*PROVIDED TEXT:*
Always remember after shutdown a nuclear plant will put out about 10% of the heat it was producing at shutdown due to the decay of short lived isotopes. So you need a safe way to remove this heat for about 24 hours or the whole thing overheats and destroys itself. Still we need nuclear power. Compared to the long term damage of coal burning, it is a lot better to use nuclear. Three mile island was only an economic loss, not a significant health hazard. Finally starvation is beginning due to hydrocarbon based food production getting more expensive. We are on the Titanic and have already hit the iceberg. There are not enough lifeboats. Just check the CIA web site for birth rates and average age. So enjoy the music and your late night dinner cause the ship is going down.
That would be 92x92 miles or 8464sq miles.
For comparison Yellow National park is "only" 3472sq miles.
So by undertaking the largest construction project ever and cover over that much area we can power the US with concentrated solar power.
I can only imagine the environmental impact statement required for such a project.
What's the backup plan for the cloudy days? Tucson,AZ has about 89 of them per year. Lots of local backup required.
All that power generation in one area creates a transmission problem as well.
I'd rather see a Pebble Bed Reactors or some other relatively clean nuclear power with plants spread around the the country.
Here's another thought with centralized power, centralized damage could take the whole thing off line. A ripe target prior to an invasion/attack or just to make us spend the money to build it again. Nope, while I'm not opposed to solar power, this massive project is just plain stupid.
Shop smart, Shop S-Mart.
The cost of a solar power plant should be dominated by capital expenses. So what lifetime are they assuming to come up with that 6 to 8 cents/KWH? And what interest rate on the construction bonds? It seems a more realistic comparison would be in terms of cost per peak capacity, or else cost per average capacity (averaged over a year, including bad weather as well as nights).
that only 1 or 2% of global power needs are met by solar power at current time! Whereas, power generation techniques such as nuclear, which my hippie buddy Zed assures me are "bad" and will "be totally like Chernoble, like booom man," is account for some 20 odd percent of global power generation and is being expanded in many countries! Some places use nuclear almost entirely!
Apparently a crazy sect of cultists called "scientists" (who I believe live in California and are led by Tom Cruise) are contradicting the knowledgeable and sagely hippies and spreading lies about how nuclear power is actually safe when done right, and waste can be stored safely at Yucca mountain for some 10,000 years. Furthermore, they suggest that spent nuclear fuel can be reprocessed so that it will have a significantly shorter half life, on the order of a few hundred years. I think we can safely ignore these crackpots, with their "Phd's" and other cultish paraphernalia, and listen to my friend Zed who works at greenpeace.
These same crazy scientists in an effort to derail solar panel have pointed out some problems with Zed's plans to save the world. Before we can deploy solar power plants of any size, we must address these obstacles. I am not familiar with them myself, as I don't get outside much, but I read about them on wikipedia. They are called:
1. Night time.
2. Clouds.
"Night time", judging by it's title, seems to be some kind of dark temporal force preventing the rays of the sun or "Sol" from reaching the earth. I suspect this does not exist, it even sounds like something out of a science fiction story. If it does exist, I am confident that if we set our best space/time physicists to work on it, we can eradicate this shadowy nemesis.

*DATASET:*
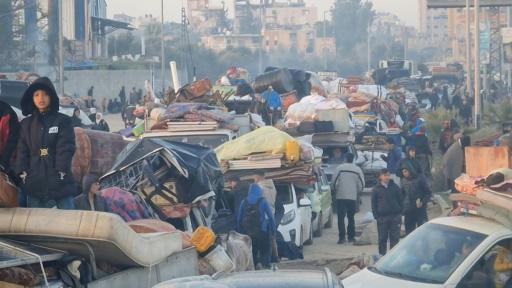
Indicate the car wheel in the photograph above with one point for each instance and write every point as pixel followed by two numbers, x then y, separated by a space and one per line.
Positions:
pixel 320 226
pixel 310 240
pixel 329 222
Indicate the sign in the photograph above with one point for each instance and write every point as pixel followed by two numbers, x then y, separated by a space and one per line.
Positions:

*REQUIRED WORK:*
a. Answer these questions from the comments on solar and nuclear power:
(i) About how many cloudy days per year does Tucson, AZ have?
(ii) What share of global power needs is met by solar power at the current time?
(iii) For about how many years do the scientists say waste can be stored safely at Yucca mountain?
b. Repeat the part of the comments on solar and nuclear power starting at "All that power" and ending at "the the country.", word for word.
c. Pick up the comments on solar and nuclear power after their last sentence and keep writing.
The data is separate from the comments on solar and nuclear power.

*RESPONSES TO THE EXERCISE:*
a.
(i) About 89.
(ii) 1 or 2%.
(iii) Some 10,000 years.

b.
All that power generation in one area creates a transmission problem as well.
I'd rather see a Pebble Bed Reactors or some other relatively clean nuclear power with plants spread around the the country.

c.
I'm not sure what clouds are, but according to wikipedia they are "a visible mass of droplets or frozen crystals floating in the atmosphere above the surface of the Earth or another planetary body."
I don't know about you, but this sounds like an unlikely scenario to me. I mean, water "floating in the atmosphere." Water doesn't float in the atmosphere! It stays securely packed in mountain dew bottles. I'm sure we can ignore these hypothetical "cloud" problems when building our solar panels, and they will not cause any problems.
In any case, let's ignore these so called "logistical problems" (a term that sounds like cult speak to me!) and deploy solar power globally. Zed assures me that the primary problems facing global power right now is a lack of positive thinking.
Lots of people are asking about the problems of energy storage. The way forward is really very simple.
There are two fundamental assumptions, one is long term - any non-renewable energy source will eventually run out. The other is immediate - nobody wants to rebuild the massive infrastructure that already exists.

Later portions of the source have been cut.